====== Reading passage ======
Figure 3. — Percentage of prey individuals that fail in (a,c) reproduction action and (b,d) socialization between the various density of obstacles (1% and 10%) configuration and the density of obstacles (0%) configurations. The red curves represent the density of obstacles (0%) experiment and the blue curves represent the experiments with various densities of obstacles ((a,b) 1% and (c,d) 10%). Each curve is an average value obtained from 30 independent runs with three different speciation thresholds.

(d). Spatial distribution of populations and species

Spatial distribution of species was shown to have a strong influence on their extinction rates [30,31] as well as the relationship between physical distance and genetic distance [32]. For example, it has often been documented that the risk for species to become extinct increases when its distribution area is reduced and when its demography is low [30]. Moreover, a regular increase of genetic distance with increasing geographical distance has been predicted [32] and documented often in broad phylogeographical surveys or organisms with various life-history attributes and dispersal abilities [33].
======
● **Activities**
a - In the passage on species distribution, how many independent runs is each curve averaged from?
b - Edit the passage on species distribution: write it out from "(d). Spatial distribution" through "dispersal abilities [33].", inclusive, with "demography" changed to "population size".
c - Translate this sentence from the passage on species distribution into Spanish: "Spatial distribution of species was shown to have a strong influence on their extinction rates [30,31] as well as the relationship between physical distance and genetic distance [32]."
Answer using only the passage on species distribution.
====== Provided material ======
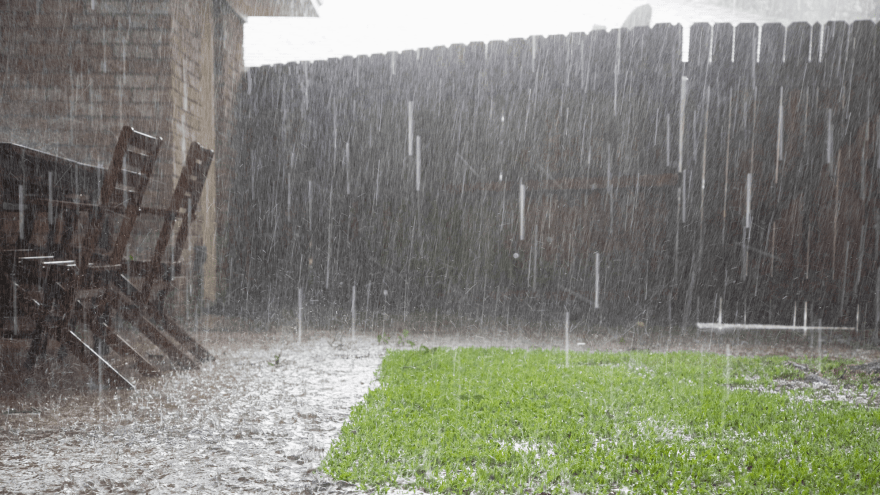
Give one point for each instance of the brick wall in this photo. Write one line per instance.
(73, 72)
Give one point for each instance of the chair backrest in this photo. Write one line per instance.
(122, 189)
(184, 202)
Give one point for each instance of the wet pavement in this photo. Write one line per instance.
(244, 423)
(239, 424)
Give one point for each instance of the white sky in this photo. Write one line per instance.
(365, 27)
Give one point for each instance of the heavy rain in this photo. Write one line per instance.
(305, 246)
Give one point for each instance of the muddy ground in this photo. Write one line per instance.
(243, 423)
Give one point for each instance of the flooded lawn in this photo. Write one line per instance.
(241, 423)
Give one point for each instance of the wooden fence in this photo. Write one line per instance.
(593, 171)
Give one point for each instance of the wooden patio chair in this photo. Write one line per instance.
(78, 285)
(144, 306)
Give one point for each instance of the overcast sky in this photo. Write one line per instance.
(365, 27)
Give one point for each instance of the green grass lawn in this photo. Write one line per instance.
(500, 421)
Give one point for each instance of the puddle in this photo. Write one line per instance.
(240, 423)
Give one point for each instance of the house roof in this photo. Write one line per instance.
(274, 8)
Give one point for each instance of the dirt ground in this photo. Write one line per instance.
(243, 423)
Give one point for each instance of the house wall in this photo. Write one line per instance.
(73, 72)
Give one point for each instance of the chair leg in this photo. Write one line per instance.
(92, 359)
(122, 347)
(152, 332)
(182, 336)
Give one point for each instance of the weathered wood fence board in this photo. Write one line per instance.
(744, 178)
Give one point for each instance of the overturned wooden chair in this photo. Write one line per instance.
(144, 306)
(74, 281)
======
● **Exercise responses**
a - 30

b -
(d). Spatial distribution of populations and species

Spatial distribution of species was shown to have a strong influence on their extinction rates [30,31] as well as the relationship between physical distance and genetic distance [32]. For example, it has often been documented that the risk for species to become extinct increases when its distribution area is reduced and when its population size is low [30]. Moreover, a regular increase of genetic distance with increasing geographical distance has been predicted [32] and documented often in broad phylogeographical surveys or organisms with various life-history attributes and dispersal abilities [33].

c - Se demostró que la distribución espacial de las especies tiene una fuerte influencia en sus tasas de extinción [30,31], así como en la relación entre la distancia física y la distancia genética [32].